[Location identification items]

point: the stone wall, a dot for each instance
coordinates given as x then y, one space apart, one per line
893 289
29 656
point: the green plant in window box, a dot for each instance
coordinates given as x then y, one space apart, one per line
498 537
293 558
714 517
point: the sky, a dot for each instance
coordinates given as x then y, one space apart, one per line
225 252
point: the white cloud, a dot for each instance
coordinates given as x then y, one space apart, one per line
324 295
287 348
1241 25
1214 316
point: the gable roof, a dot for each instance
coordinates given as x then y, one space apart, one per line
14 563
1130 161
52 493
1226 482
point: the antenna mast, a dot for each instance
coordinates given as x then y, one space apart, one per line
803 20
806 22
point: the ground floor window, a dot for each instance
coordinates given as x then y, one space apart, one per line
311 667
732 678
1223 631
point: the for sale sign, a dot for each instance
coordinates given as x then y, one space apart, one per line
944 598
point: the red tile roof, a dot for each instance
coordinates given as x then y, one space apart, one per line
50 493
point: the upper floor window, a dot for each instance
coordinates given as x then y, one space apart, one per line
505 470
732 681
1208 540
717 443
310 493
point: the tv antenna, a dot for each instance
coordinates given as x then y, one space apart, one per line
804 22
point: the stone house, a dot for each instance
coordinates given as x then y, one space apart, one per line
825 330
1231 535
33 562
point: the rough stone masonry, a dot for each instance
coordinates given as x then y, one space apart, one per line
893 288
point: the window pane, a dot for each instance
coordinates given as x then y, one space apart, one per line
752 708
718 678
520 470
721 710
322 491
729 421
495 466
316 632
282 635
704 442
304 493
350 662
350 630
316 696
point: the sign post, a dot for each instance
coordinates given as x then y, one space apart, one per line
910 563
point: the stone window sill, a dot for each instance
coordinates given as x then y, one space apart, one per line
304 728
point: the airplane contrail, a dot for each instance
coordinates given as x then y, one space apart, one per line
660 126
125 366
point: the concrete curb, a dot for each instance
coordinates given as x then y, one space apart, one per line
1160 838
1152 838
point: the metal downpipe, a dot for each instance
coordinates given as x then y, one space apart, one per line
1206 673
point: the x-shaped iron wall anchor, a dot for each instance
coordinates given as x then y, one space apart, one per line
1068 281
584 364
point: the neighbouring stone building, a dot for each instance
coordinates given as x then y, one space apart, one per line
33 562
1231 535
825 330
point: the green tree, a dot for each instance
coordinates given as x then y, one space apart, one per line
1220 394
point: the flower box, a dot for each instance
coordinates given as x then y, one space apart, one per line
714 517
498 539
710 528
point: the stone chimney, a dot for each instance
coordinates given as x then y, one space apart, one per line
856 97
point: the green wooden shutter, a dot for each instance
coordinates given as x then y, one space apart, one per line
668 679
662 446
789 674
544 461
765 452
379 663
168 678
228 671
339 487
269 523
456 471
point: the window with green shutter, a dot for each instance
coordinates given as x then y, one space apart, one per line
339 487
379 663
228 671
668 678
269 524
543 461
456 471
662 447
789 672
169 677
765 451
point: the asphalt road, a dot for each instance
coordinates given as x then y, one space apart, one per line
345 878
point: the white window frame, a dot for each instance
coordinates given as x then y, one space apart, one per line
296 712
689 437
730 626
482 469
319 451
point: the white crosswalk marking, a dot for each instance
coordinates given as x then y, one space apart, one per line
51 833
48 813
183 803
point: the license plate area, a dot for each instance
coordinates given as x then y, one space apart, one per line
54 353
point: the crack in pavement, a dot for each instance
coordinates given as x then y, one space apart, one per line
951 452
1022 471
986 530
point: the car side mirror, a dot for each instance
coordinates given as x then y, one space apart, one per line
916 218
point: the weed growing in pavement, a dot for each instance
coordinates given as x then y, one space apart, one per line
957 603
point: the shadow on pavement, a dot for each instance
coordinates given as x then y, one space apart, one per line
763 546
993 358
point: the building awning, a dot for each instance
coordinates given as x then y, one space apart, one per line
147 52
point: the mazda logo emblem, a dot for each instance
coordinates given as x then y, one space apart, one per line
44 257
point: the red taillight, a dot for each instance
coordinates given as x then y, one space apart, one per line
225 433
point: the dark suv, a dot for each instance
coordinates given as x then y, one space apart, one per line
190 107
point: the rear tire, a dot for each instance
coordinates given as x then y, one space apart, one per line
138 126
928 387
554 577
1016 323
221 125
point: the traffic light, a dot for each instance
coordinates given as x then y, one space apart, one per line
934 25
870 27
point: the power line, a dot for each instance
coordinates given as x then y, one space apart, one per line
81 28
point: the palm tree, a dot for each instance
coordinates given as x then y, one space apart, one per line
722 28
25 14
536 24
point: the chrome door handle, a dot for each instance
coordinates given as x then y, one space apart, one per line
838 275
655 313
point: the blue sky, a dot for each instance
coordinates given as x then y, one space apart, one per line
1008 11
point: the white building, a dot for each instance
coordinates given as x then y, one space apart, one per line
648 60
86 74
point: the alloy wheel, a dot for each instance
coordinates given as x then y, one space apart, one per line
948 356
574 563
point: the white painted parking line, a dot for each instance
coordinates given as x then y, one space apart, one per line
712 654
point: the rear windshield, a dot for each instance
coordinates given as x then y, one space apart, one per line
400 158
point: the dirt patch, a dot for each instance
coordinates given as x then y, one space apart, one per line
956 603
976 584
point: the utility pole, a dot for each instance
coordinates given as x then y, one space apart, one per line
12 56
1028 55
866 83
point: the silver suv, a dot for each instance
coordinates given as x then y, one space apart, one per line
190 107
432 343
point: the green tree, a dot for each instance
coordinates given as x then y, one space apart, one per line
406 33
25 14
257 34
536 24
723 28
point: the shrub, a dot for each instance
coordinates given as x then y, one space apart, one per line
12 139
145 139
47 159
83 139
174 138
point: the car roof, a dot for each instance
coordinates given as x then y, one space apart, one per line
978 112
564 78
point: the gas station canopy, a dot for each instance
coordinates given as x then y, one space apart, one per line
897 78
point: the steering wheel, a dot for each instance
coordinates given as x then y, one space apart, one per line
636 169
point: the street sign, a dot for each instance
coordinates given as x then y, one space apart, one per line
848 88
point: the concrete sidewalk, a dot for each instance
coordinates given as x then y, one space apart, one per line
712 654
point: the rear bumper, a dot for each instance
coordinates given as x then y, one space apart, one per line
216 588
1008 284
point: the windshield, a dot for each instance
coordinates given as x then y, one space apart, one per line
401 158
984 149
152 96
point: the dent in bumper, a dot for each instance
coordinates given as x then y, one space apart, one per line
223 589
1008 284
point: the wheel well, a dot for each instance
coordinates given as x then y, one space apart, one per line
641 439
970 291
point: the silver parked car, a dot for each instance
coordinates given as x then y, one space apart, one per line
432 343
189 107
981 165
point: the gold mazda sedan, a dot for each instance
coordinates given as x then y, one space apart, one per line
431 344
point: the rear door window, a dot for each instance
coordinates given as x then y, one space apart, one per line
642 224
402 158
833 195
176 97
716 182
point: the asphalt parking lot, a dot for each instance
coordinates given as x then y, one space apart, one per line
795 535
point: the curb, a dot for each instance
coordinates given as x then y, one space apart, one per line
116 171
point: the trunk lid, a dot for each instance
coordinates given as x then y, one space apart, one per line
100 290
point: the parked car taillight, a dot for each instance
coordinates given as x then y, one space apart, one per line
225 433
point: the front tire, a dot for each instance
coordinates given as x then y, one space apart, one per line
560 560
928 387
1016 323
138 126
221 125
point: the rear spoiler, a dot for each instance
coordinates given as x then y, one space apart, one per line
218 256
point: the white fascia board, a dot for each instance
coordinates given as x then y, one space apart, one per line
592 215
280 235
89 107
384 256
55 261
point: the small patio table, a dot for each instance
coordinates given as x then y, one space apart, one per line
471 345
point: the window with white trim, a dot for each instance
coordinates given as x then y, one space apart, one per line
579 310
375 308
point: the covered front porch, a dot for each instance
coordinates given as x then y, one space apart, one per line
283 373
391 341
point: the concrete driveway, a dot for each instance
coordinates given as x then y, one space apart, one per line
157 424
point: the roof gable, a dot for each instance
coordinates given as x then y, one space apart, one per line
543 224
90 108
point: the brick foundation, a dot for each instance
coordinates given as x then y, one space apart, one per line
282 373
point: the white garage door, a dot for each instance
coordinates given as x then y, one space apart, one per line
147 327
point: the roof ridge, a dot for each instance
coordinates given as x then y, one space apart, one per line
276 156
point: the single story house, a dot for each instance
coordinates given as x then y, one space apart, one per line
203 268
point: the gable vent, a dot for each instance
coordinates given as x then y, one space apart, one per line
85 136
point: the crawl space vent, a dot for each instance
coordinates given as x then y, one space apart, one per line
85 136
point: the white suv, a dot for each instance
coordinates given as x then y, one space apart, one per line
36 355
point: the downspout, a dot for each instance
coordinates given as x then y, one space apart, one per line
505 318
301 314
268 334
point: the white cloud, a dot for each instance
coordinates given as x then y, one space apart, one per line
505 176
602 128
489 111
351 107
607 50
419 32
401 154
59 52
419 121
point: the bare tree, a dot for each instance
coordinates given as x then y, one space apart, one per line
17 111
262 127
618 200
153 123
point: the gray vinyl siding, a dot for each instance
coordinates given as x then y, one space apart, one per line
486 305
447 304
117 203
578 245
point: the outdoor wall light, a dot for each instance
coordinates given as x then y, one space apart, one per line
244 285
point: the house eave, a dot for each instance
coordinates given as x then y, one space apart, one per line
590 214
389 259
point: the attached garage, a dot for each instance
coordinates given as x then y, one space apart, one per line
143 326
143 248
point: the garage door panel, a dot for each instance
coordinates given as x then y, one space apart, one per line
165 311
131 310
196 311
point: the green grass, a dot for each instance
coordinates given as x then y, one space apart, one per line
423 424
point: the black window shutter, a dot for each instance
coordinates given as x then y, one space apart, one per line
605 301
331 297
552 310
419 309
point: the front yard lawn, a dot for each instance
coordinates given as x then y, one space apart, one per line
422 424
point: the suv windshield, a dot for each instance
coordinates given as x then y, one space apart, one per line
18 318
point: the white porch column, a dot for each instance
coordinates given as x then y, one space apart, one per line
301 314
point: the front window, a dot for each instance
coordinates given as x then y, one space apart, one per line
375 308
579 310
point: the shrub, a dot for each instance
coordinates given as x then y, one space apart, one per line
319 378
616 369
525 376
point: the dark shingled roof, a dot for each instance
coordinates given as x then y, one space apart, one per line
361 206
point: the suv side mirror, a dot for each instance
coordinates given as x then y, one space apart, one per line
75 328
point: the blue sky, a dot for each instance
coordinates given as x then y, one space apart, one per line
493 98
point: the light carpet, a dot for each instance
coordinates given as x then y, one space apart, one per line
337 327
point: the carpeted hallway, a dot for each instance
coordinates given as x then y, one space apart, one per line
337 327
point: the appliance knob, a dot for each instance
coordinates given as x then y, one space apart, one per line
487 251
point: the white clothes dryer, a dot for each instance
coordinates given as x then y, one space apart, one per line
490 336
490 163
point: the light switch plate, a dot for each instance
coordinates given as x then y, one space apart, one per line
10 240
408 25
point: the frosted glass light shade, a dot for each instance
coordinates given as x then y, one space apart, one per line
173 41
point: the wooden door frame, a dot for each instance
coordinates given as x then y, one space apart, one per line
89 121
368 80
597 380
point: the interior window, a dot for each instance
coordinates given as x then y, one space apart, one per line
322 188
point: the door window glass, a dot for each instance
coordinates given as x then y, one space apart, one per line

**THE EXERCISE:**
Your task is to output exactly the lines running from the one with "point: the front window, a" through the final line of the material above, with both ends included.

**CORRECT RESPONSE:**
point: the front window, a dot for each instance
coordinates given as x then y, one space apart, one per line
375 308
579 310
point: the shrub, a dot for each instance
coordinates given as x then y, one space apart, one per line
319 378
616 369
525 376
point: the dark shingled roof, a dot for each instance
coordinates given as x then y, one space apart, one per line
361 206
point: the suv side mirror, a dot for each instance
coordinates given as x then y, one space apart, one per line
75 328
point: the blue sky, a dot for each instance
coordinates given as x then y, one space apart, one per line
493 98
point: the light carpet, a dot for each instance
coordinates given as x then y, one space apart, one per line
337 327
point: the carpeted hallway, a dot for each instance
coordinates given as x then y, one space apart, one per line
337 327
point: the appliance knob, a dot for each instance
coordinates given as x then y, one space apart, one per line
487 251
point: the white clothes dryer, a dot for each instance
coordinates given as x then y, one space apart, one per line
490 336
490 163
point: the light switch plate, a dot for each instance
coordinates given as x then y, one space apart, one per line
10 240
408 25
point: the frosted glass light shade, a dot for each instance
coordinates given as x then y, one space apart, one per line
173 41
point: the wooden door frame, a dot for each instance
coordinates given as x then y, one space apart, one per line
89 121
368 80
597 380
point: the interior window, a dot for each instance
coordinates given as x then y, one space apart, one per line
322 188
point: the door window glass, a dot for each instance
coordinates given as x then y, one space apart, one per line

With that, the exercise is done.